TASK DESCRIPTION:
Write out the lines from the line containing "tag=jumpsuit pocket" to the line containing "top-left (320, 502), bottom-right (340, 529)", with both of those lines included and every line reproduced exactly.

RECORD EXTRACTS:
******
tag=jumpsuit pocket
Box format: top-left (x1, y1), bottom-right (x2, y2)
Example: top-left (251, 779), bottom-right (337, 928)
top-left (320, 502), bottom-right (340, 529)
******
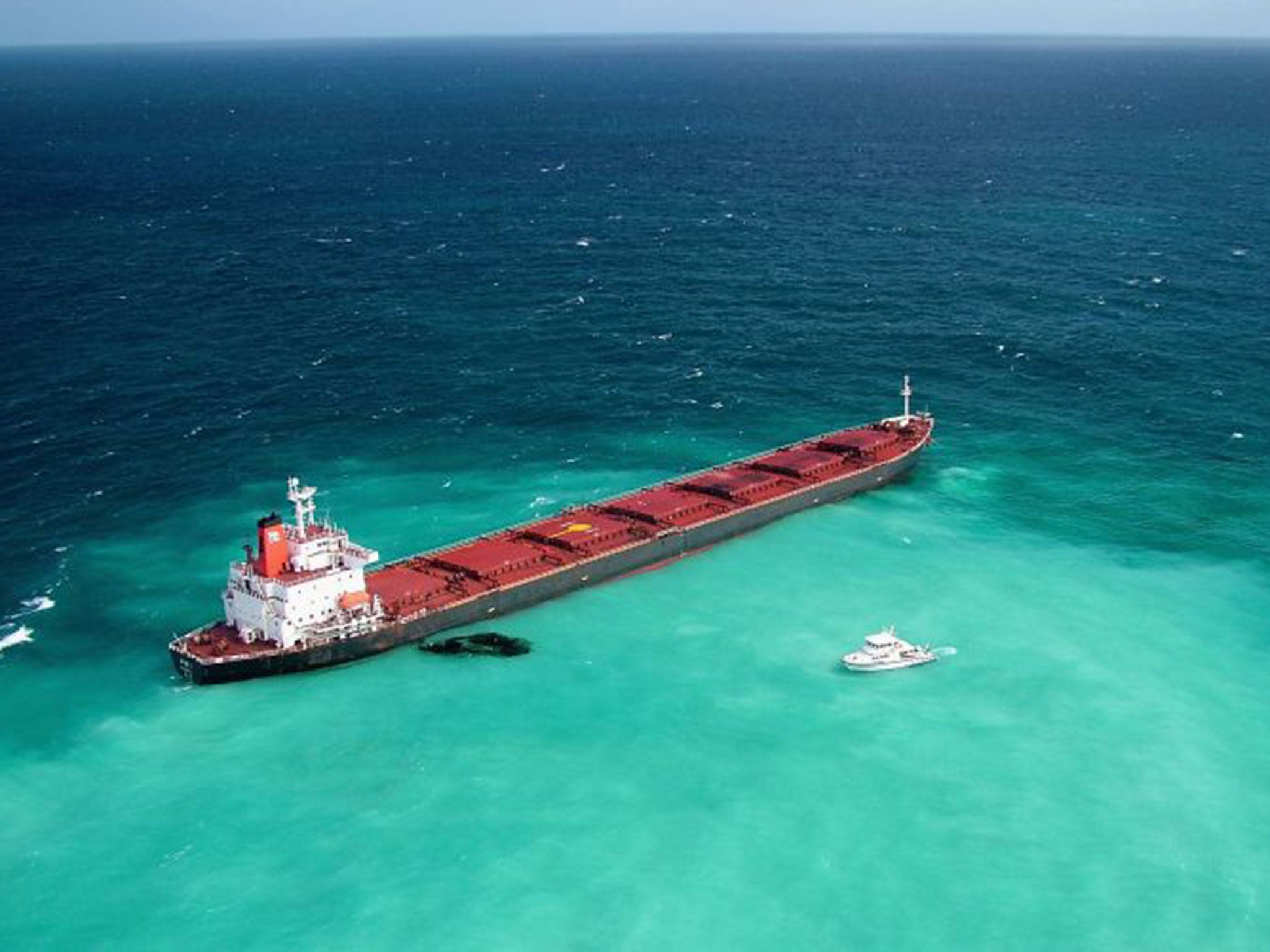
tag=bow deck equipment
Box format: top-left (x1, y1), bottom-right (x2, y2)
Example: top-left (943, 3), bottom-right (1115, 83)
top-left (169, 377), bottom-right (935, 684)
******
COMPLETE OUTPUT:
tag=jumpsuit pocket
Box format: top-left (x1, y1), bottom-right (x2, y2)
Example: top-left (251, 779), bottom-right (337, 928)
top-left (320, 502), bottom-right (340, 529)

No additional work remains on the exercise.